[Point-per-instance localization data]
-=-=-

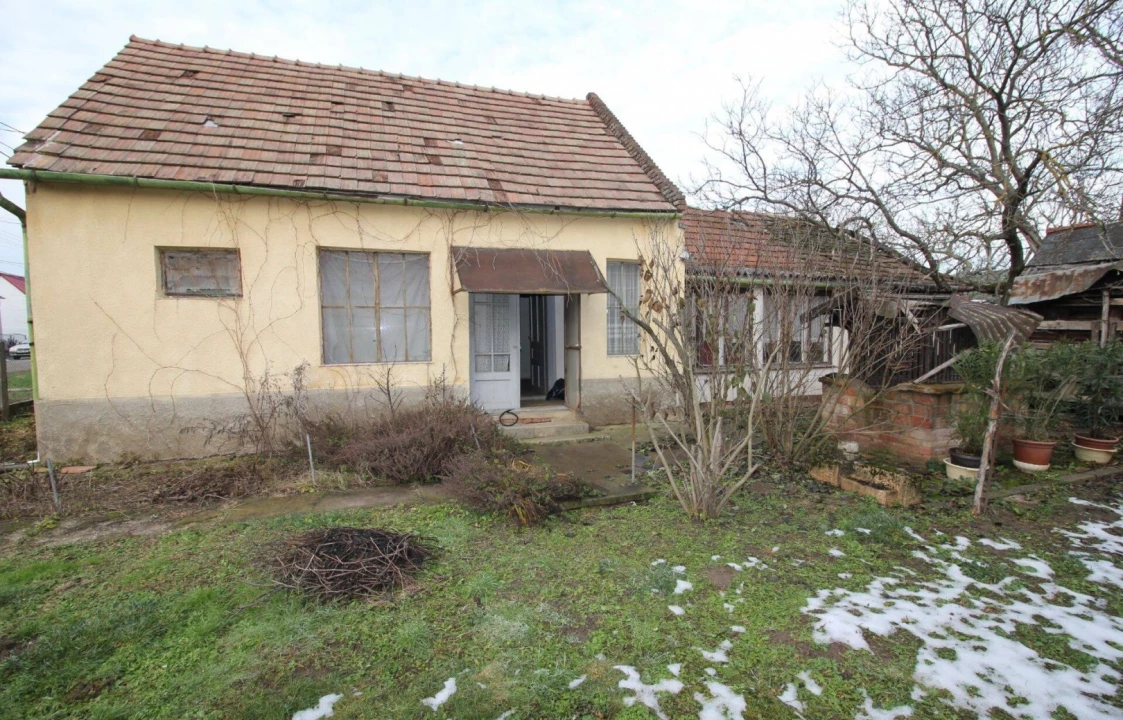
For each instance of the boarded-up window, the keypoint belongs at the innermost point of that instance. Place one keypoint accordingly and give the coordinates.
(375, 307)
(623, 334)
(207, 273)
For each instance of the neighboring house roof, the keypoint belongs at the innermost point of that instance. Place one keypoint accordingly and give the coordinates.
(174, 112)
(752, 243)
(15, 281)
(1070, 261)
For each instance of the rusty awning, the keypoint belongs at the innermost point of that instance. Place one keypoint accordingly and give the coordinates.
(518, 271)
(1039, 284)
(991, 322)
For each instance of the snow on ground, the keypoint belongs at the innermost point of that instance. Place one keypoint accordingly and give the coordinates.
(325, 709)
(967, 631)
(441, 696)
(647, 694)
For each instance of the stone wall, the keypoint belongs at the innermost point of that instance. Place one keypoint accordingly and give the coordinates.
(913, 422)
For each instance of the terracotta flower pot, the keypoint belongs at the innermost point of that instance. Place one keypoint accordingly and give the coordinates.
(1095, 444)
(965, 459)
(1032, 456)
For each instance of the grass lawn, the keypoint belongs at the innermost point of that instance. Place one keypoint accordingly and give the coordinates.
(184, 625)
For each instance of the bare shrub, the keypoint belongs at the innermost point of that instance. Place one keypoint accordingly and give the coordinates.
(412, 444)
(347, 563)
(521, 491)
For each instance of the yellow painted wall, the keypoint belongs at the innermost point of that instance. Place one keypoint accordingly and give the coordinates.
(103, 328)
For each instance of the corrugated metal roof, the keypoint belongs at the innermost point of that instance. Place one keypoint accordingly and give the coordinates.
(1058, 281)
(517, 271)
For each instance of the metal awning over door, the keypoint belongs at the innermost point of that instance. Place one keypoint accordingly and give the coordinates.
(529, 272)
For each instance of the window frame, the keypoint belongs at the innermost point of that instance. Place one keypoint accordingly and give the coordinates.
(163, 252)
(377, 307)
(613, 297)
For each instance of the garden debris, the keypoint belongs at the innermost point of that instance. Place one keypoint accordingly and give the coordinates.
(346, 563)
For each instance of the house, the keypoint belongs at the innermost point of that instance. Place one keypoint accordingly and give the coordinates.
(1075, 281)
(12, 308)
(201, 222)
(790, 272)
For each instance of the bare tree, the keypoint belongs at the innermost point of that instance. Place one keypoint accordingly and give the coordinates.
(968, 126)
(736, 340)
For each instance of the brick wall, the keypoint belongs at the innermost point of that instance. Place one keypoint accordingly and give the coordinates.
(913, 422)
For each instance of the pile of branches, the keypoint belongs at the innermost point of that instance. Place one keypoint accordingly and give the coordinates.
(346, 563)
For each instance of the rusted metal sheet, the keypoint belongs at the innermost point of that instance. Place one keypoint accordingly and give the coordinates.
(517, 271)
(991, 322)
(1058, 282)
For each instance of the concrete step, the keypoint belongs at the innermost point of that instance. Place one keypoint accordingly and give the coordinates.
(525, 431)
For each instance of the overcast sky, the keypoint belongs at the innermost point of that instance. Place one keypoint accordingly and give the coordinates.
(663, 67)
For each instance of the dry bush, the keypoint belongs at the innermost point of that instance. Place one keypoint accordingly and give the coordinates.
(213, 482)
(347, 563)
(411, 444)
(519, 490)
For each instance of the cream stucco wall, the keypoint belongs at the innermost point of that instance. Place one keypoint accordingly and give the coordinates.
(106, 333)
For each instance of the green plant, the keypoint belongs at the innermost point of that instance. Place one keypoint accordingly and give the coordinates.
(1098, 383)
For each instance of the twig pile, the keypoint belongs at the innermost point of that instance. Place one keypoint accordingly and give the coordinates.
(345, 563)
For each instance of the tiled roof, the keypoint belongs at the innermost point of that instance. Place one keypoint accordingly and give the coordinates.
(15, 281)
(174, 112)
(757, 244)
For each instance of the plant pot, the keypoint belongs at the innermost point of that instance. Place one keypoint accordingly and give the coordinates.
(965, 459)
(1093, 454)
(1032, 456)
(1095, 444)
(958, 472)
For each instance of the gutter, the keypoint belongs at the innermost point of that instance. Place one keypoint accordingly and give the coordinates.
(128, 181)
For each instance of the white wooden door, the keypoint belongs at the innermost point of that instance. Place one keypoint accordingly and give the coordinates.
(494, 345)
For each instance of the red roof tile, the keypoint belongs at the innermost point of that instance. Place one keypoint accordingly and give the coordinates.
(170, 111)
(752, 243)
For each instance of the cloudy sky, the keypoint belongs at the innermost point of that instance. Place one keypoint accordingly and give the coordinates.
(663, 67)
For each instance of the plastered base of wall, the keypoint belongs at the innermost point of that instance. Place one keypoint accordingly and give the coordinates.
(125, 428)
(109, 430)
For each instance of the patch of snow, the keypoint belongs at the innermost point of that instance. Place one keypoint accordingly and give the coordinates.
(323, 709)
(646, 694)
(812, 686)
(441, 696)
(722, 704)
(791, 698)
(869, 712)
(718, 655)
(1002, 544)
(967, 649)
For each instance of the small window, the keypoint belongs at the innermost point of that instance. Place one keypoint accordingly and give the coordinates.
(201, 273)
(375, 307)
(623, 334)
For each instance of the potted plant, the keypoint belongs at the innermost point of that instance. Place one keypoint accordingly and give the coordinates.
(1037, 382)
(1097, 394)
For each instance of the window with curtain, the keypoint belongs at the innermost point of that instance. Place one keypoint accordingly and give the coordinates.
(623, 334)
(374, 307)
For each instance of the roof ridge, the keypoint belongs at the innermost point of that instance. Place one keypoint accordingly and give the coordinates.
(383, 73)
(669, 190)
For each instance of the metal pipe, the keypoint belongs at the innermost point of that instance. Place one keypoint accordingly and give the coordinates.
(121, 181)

-=-=-

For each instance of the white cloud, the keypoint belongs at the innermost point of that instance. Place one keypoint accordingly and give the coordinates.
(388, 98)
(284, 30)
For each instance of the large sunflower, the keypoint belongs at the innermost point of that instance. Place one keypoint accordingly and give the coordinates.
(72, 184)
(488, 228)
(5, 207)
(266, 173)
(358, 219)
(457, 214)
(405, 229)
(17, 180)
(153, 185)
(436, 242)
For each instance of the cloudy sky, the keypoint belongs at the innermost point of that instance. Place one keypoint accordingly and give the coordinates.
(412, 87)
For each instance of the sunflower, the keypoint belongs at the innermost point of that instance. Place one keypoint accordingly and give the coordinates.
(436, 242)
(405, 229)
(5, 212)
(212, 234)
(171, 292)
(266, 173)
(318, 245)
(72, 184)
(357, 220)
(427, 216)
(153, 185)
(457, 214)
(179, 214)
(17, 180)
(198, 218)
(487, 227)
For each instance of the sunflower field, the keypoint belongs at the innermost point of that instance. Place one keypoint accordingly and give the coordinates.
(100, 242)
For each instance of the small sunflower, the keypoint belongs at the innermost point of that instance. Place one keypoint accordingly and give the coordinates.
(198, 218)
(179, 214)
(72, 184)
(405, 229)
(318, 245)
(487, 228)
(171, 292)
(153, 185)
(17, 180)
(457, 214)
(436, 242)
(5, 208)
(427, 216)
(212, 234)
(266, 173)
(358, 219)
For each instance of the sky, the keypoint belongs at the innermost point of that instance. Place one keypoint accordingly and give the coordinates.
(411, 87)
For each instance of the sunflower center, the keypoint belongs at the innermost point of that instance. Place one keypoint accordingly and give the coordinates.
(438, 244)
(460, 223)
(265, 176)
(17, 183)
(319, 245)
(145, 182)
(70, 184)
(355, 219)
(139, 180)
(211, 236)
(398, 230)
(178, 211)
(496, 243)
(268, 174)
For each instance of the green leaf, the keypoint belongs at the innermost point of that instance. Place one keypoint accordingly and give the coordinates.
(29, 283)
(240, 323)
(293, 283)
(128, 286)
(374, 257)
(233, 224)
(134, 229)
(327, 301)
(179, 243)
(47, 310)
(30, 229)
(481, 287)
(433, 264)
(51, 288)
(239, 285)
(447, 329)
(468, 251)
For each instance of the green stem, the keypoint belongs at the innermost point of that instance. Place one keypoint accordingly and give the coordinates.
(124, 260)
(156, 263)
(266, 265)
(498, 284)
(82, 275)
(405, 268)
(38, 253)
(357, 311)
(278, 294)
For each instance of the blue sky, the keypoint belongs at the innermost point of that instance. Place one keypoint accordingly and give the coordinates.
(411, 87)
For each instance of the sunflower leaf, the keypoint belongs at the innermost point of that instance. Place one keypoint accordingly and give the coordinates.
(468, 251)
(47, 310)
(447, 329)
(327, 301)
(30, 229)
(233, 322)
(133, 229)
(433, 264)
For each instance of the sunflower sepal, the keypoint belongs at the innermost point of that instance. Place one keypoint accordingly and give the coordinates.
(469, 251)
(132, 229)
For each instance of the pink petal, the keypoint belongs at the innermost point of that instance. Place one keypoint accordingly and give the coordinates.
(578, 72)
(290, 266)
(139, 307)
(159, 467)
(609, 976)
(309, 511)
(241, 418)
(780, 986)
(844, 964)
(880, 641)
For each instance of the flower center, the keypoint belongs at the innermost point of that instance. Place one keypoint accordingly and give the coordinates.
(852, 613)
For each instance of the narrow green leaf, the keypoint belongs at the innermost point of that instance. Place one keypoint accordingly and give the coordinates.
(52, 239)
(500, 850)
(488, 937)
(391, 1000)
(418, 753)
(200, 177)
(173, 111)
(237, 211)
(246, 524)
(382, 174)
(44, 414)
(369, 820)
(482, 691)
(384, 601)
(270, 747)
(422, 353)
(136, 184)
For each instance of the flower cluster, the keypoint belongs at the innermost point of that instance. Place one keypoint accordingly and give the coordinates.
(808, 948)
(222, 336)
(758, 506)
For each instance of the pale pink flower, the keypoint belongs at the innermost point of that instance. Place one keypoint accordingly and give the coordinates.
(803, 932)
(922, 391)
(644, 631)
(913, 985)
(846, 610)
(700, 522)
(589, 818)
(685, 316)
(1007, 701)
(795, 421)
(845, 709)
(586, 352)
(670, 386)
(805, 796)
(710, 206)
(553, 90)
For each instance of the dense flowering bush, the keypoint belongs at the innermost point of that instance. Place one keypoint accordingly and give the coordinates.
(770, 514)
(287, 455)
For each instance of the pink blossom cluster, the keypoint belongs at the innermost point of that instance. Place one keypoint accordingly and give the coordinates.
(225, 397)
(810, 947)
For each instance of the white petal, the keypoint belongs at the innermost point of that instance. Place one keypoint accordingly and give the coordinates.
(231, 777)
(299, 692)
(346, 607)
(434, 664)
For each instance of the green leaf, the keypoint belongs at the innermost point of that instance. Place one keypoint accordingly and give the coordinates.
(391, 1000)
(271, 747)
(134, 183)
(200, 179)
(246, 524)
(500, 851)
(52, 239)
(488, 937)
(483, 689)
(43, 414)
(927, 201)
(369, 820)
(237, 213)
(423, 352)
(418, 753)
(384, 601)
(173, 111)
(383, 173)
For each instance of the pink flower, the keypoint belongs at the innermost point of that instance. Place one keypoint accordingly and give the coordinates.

-=-=-

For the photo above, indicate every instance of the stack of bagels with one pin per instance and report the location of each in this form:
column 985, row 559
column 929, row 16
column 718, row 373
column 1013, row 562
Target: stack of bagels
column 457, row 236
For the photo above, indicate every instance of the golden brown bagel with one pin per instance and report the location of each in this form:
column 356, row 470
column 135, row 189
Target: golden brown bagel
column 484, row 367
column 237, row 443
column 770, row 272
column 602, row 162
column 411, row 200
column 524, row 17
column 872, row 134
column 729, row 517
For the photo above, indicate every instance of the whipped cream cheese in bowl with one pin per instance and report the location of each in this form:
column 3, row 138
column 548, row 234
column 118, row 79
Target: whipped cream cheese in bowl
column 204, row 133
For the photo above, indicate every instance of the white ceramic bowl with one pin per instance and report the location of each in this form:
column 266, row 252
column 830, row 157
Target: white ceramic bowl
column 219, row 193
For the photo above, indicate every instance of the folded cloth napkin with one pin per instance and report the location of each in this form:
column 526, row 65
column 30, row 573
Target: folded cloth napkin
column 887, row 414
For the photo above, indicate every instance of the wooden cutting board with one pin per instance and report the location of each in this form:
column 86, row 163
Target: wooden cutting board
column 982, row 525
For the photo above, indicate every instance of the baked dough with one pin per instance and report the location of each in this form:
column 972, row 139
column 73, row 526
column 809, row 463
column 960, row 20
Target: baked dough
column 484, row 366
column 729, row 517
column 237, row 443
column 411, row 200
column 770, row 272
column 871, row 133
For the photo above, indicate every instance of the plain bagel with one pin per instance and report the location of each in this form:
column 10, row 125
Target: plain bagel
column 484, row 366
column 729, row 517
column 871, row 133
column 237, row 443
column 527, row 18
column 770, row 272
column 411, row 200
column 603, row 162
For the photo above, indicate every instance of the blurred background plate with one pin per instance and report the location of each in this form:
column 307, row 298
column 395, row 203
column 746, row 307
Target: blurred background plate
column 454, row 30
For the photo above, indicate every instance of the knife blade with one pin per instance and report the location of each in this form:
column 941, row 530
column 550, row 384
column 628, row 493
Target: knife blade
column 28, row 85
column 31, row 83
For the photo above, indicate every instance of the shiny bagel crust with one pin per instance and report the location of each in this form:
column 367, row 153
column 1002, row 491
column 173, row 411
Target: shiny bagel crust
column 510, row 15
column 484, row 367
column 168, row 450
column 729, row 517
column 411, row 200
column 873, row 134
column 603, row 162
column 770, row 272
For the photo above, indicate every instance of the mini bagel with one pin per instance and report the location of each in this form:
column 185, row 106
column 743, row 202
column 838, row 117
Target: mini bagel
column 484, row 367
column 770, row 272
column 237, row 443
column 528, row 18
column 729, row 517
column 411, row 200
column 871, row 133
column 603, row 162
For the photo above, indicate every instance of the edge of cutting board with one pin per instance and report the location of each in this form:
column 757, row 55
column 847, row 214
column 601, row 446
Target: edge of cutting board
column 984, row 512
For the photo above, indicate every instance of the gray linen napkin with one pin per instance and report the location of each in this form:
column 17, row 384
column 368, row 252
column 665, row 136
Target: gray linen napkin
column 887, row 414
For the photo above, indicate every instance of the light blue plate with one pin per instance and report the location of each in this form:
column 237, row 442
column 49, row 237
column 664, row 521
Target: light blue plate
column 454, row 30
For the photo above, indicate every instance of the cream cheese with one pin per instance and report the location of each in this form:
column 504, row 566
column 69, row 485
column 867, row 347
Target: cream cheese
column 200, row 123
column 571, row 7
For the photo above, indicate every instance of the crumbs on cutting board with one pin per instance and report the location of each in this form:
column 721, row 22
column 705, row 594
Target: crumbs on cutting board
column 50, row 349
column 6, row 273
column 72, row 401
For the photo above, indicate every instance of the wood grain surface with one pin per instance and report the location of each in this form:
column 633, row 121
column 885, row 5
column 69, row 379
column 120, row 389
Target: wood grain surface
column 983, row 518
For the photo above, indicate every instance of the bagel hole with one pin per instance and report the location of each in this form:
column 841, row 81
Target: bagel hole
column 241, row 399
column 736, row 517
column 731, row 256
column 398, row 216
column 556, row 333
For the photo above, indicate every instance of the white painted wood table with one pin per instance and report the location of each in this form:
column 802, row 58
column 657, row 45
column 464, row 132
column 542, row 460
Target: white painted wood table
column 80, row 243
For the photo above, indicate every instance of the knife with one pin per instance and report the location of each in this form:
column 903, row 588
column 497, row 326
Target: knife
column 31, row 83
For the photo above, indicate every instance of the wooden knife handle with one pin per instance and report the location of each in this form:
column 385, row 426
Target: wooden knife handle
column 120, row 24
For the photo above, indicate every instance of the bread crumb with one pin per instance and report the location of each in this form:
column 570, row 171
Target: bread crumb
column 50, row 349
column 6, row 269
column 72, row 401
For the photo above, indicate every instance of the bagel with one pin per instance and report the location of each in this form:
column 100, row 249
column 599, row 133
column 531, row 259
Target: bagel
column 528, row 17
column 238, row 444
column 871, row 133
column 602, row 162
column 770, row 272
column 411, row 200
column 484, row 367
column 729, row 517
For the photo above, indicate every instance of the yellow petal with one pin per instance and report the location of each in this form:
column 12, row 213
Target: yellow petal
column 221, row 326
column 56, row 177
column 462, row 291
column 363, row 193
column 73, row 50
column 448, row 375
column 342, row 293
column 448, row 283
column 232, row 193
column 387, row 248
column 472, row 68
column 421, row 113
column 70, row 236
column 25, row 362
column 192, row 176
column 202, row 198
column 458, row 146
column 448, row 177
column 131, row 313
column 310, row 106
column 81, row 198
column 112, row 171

-=-=-

■ Required work
Set down, exactly as they stand above, the lines starting with the line with "For the photo above, indicate every instance of the cream" and going on through the line with "column 705, row 594", and no others.

■ The answer
For the photo above, indicate every instance of the cream cheese with one pin per instance and report the location of each in this form:
column 504, row 566
column 69, row 485
column 867, row 347
Target: cream cheese
column 200, row 123
column 571, row 7
For the photo above, indicate every instance of the crumbs on cutting board with one pin per instance and report the location of each in this form:
column 721, row 22
column 705, row 594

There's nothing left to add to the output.